- _Brief_
Give every entry again, word for word.

Record list start

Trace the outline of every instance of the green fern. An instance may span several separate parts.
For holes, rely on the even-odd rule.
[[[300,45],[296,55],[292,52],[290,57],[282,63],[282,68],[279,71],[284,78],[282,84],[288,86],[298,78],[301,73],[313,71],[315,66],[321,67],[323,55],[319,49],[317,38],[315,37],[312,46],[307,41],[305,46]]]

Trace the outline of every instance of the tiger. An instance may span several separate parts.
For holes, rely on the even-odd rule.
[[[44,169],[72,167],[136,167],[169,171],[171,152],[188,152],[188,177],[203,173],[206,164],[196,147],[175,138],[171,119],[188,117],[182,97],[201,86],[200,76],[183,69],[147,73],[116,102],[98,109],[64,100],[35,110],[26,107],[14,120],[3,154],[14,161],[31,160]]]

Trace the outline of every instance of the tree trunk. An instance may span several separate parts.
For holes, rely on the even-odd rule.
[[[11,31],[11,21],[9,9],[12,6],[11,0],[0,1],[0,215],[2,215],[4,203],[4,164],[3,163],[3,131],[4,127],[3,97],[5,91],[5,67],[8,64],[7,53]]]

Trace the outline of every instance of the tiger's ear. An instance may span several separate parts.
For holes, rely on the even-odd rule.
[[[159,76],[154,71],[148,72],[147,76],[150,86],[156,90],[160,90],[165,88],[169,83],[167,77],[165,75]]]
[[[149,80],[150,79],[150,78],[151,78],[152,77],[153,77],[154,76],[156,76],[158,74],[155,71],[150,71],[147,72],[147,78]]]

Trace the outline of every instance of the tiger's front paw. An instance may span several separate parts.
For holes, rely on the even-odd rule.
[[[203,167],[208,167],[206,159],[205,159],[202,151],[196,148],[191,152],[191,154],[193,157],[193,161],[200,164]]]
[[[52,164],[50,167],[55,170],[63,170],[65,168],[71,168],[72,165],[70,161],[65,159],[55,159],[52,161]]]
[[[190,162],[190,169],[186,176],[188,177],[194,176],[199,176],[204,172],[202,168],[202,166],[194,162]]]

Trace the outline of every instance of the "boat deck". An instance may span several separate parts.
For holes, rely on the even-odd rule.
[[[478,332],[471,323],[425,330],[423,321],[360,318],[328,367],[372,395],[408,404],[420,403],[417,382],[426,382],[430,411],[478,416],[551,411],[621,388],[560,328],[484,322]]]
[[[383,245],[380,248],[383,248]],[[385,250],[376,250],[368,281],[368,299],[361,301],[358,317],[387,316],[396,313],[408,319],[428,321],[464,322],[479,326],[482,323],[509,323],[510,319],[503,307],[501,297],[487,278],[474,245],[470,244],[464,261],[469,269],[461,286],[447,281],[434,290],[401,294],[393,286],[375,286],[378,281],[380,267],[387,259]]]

Record list end

- _Response_
Trace the outline of every instance of the green fern. An instance may span several separate parts.
For holes, rely on the even-odd rule.
[[[300,45],[296,55],[292,52],[290,57],[282,63],[282,68],[279,71],[284,78],[282,84],[288,86],[298,78],[301,73],[313,71],[315,66],[321,67],[323,55],[319,49],[317,38],[315,37],[312,46],[307,41],[305,46]]]

Trace the outline of every instance of the tiger. An instance may span several separate parts.
For holes, rely on the even-odd rule.
[[[44,169],[72,167],[136,167],[169,171],[171,152],[188,152],[188,177],[203,173],[206,164],[196,147],[175,138],[171,119],[188,117],[182,97],[201,86],[200,76],[183,69],[147,73],[116,102],[98,109],[64,100],[35,110],[26,107],[14,120],[3,154],[14,161],[31,160]]]

Trace the outline of every instance of the tree trunk. An instance may span several separate parts.
For holes, rely on the even-odd rule.
[[[11,31],[11,21],[9,9],[12,6],[11,0],[0,1],[0,215],[2,215],[4,203],[4,164],[3,163],[3,131],[4,127],[3,97],[5,91],[5,67],[8,64],[7,53]]]

Trace the outline of every instance of the tiger's ear. An instance may span several separate parts.
For holes, rely on the even-odd rule.
[[[159,76],[154,71],[148,72],[147,76],[150,86],[156,90],[160,90],[165,88],[169,83],[167,77],[165,75]]]
[[[149,80],[150,79],[150,78],[151,78],[152,77],[153,77],[154,76],[156,76],[158,74],[155,71],[150,71],[147,72],[147,78]]]

Trace the outline of every instance of the tiger's front paw. An instance may span several separate parts.
For holes, rely on the even-odd rule.
[[[203,167],[208,167],[206,159],[205,159],[202,151],[196,148],[191,152],[191,154],[193,157],[193,161],[200,164]]]
[[[52,164],[50,167],[55,170],[63,170],[65,168],[71,168],[72,165],[70,161],[65,159],[55,159],[52,161]]]
[[[190,162],[190,169],[186,176],[188,177],[194,176],[199,176],[204,172],[202,168],[202,166],[194,162]]]

Trace the outline of every instance of the "boat deck". An instance may span several separate parts.
For holes, rely on the even-odd rule.
[[[478,332],[471,323],[425,330],[423,321],[360,318],[328,367],[372,395],[408,404],[420,403],[417,382],[426,382],[430,411],[478,416],[551,411],[621,388],[560,328],[484,322]]]
[[[383,245],[380,248],[383,248]],[[385,250],[376,250],[368,281],[368,299],[361,301],[358,317],[387,316],[396,313],[408,319],[428,321],[464,322],[479,326],[482,323],[509,323],[510,319],[503,307],[501,297],[487,278],[474,245],[470,244],[464,261],[469,269],[461,286],[447,281],[434,290],[401,294],[393,286],[375,286],[378,281],[380,267],[387,259]]]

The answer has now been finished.